« La gauche a négligé le football comme terrain d’expérimentation du libéralisme »

Collaborateur de Politis, Jérôme Latta livre une enquête originale sur le football, qui expose avec précision les rouages d’une industrie qui a exploité comme nulle autre toute la perversité des leviers de la doctrine libérale

Patrick Piro  • 29 novembre 2023 abonnés
« La gauche a négligé le football comme terrain d’expérimentation du libéralisme »
"À gauche domine l’idée que le football est une cause perdue. Il ne mériterait pas une mobilisation parce qu’il incarnerait historiquement le capitalisme, industriel au début, puis néolibéral et financiarisé aujourd’hui."
© Maxime Sirvins

Ce que le football est devenu, trois décennies de révolution libérale, Jérôme Latta, éditions Divergences, 200 pages, 15 euros.

Né à Saint-Étienne en 1968, Jérôme Latta grandit inévitablement avec « l’épopée des Verts ». Quelques années après un DEA de sociologie, il fonde en 1997, avec deux amis, les Cahiers du football – site Internet « satirique et critique » qui sera aussi un mensuel (2003-2008) et une revue (2018-2021). Chroniqueur sport pour Le Monde, il collabore à divers médias indépendants, dont Politis et Alternatives économiques.

Vous démontrez que les évolutions du monde du football européen ont toutes convergé vers un accroissement des inégalités sportives et économiques. Et pourtant, à l’exception de quelques épisodes outranciers, le sujet est absent du débat public. Pourquoi ?

Jérôme Latta : Le football européen, objet central de mon analyse, a connu une profonde révolution libérale et élitiste. Elle a débouché sur la création d’une petite oligarchie de clubs européens qui ont accaparé l’essentiel des ressources, pour s’installer de manière très durable au sommet du système compétitif – sportif et économique. Pour comprendre la dynamique inégalitaire extrêmement puissante qui y a présidé, il faut mettre en perspective trente ans d’évolutions. Ces évolutions n’ont que très peu été analysées. D’abord parce que les médias spécialisés n’y ont guère contribué. La presse sportive est plutôt conservatrice, elle se cantonne globalement à la célébration de la geste sportive, et dans un flux d’actualités multiquotidiennes. C’est un handicap structurel quand il s’agit de produire un discours critique et politique.

★ ★ ★ ★ ★

Consignes de travail:
a – Résumez l'entretien avec Jérôme Latta en deux phrases.
b – Répondez aux questions suivantes à partir de l'entretien :
(i) En quelle année Jérôme Latta fonde-t-il les Cahiers du football ?
(ii) Combien de pages compte l'ouvrage de Jérôme Latta ?
(iii) D'après Jérôme Latta, sur quoi la révolution libérale du football européen a-t-elle débouché ?
c – Selon l'entretien, pourquoi les évolutions du football européen ont-elles été si peu analysées ? Répondez en deux phrases au plus.

Données enregistrées:
★ ★ ★ ★ ★

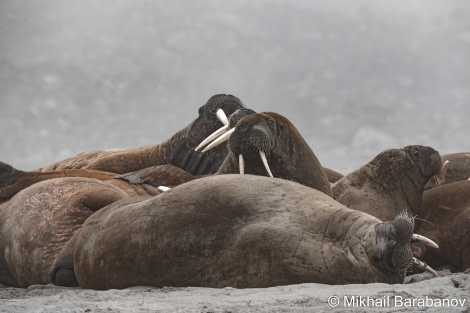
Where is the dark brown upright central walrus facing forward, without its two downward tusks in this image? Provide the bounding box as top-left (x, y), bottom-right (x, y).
top-left (218, 112), bottom-right (332, 196)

★ ★ ★ ★ ★

Réponses par consigne:
a – Jérôme Latta, né à Saint-Étienne en 1968 et cofondateur des Cahiers du football en 1997, analyse la révolution libérale et élitiste du football européen, qui a donné naissance à une petite oligarchie de clubs accaparant l'essentiel des ressources. Selon lui, ces évolutions ont très peu été analysées, notamment parce que la presse sportive, plutôt conservatrice, se cantonne à la célébration de la geste sportive.

b –
(i) En 1997.
(ii) 200 pages.
(iii) Sur la création d'une petite oligarchie de clubs européens qui ont accaparé l'essentiel des ressources.

c – Les médias spécialisés n'y ont guère contribué, car la presse sportive, plutôt conservatrice, se cantonne à la célébration de la geste sportive dans un flux d'actualités multiquotidiennes. Cela constitue un handicap structurel pour produire un discours critique et politique.